→ **TEXTO SELECCIONADO**:
PICNIC, RISAS Y PERROS.-

 

PICNIC, RISAS Y PERROS.-

 

Si viviéramos en otra era en la que la tecnología no presidiera nuestras vidas con los smartphones y demás artefactos, probablemente habríamos tenido que recurrir a las señales de humo. En el campo y con escasa cobertura para llamar, no hubiera quedado otro remedio, dadas las circunstancias concurrentes.

Pero en la jornada de ayer, además de ayudarnos, nos confundieron. Haber quedado dos veces en lugares diferentes, hizo que el grupo se disgregara y la anfitriona tuviera que venir al rescate de los rezagados, que no fueron pocos, entre los que me incluyo.

Personalmente, pasé tres veces, y no es un decir, por el inicial punto de encuentro, sin    atisbar a nadie conocido y, guiada por indicaciones virtuales, acabé en un cerro demasiado alto en el que me pareció imposible que allí hubiera río. Y vuelta a bajar hasta la presa del Pontón de la Oliva, hasta que a la tercera vez, veo a Coral en lo alto de la presa, no haciendo señales de humo precisamente, sino agitando los brazos enérgicamente como si acabara de ver al mismisimo cantante, que apareciendo en el escenario para dar un concierto y al que quiere saludar y hacersele visible (dicho sea esto último con el permiso de su novio Curro).

→ **OBJETIVO PLANTEADO 1**:
Responda con la información de la crónica del pícnic:
(a) ¿A qué señales se habría tenido que recurrir en otra era sin smartphones?
(b) ¿Cuántas veces pasó quien escribe por el punto de encuentro inicial?
(c) ¿Dónde aparece Coral cuando por fin la ve quien escribe?
→ **OBJETIVO PLANTEADO 2**: Transcriba literalmente el pasaje de la crónica del pícnic desde "Pero en la jornada" hasta "que me incluyo.".
→ **OBJETIVO PLANTEADO 3**:
Indique si cada afirmación coincide con la crónica del pícnic:
(a) El grupo había quedado dos veces en lugares diferentes.
(b) La anfitriona esperó sin salir a buscar a nadie.
(c) En el campo había buena cobertura para llamar.

→ **DATOS PROPORCIONADOS**:
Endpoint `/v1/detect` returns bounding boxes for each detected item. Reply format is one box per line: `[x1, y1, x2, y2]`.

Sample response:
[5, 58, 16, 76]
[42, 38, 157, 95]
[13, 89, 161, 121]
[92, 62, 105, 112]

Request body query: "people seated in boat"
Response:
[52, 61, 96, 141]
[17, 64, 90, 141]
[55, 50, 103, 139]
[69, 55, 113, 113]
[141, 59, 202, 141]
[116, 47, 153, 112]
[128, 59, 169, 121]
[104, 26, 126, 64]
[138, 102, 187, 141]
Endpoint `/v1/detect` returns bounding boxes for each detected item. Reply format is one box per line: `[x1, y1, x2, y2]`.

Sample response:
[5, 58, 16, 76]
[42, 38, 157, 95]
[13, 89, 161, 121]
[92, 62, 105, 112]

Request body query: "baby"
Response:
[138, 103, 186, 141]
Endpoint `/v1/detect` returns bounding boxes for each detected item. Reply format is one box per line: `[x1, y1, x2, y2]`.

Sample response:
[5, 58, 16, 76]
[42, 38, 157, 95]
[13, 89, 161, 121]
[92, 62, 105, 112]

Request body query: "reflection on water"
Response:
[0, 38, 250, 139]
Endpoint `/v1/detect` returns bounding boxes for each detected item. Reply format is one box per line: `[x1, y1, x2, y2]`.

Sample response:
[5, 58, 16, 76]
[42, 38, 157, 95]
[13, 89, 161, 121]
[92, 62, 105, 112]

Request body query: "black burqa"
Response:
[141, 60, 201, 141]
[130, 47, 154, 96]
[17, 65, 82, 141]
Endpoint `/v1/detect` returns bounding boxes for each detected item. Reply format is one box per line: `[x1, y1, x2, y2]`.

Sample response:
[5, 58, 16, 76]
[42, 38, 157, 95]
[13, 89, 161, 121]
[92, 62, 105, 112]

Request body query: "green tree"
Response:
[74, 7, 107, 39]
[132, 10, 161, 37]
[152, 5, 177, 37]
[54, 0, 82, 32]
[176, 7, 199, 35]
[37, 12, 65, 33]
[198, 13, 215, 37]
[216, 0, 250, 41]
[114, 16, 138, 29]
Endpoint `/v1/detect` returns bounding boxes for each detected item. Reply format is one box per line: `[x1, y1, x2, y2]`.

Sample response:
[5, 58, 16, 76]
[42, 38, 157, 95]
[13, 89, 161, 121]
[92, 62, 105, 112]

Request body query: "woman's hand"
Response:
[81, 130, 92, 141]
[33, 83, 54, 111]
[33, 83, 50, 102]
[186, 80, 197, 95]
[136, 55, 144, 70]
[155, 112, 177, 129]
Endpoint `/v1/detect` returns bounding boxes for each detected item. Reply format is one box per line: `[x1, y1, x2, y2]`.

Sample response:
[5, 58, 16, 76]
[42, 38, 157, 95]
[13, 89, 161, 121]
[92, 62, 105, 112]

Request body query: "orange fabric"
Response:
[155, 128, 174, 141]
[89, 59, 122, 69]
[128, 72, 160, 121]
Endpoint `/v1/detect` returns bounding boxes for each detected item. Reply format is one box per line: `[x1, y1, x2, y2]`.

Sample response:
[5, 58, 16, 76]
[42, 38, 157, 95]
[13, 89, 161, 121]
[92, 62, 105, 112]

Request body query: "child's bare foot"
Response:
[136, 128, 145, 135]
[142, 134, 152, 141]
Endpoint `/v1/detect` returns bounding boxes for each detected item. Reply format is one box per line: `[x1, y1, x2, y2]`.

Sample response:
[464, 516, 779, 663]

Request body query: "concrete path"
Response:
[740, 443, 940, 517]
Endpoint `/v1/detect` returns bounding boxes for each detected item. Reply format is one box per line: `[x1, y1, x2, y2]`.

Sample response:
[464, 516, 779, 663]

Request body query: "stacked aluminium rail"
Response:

→ **RESULTADO DEL EJERCICIO 1**:
(a) A las señales de humo.
(b) Tres veces.
(c) En lo alto de la presa del Pontón de la Oliva.

→ **RESULTADO DEL EJERCICIO 2**:
Pero en la jornada de ayer, además de ayudarnos, nos confundieron. Haber quedado dos veces en lugares diferentes, hizo que el grupo se disgregara y la anfitriona tuviera que venir al rescate de los rezagados, que no fueron pocos, entre los que me incluyo.

→ **RESULTADO DEL EJERCICIO 3**:
(a) Sí: "Haber quedado dos veces en lugares diferentes".
(b) No: "la anfitriona tuviera que venir al rescate de los rezagados".
(c) No: "En el campo y con escasa cobertura para llamar".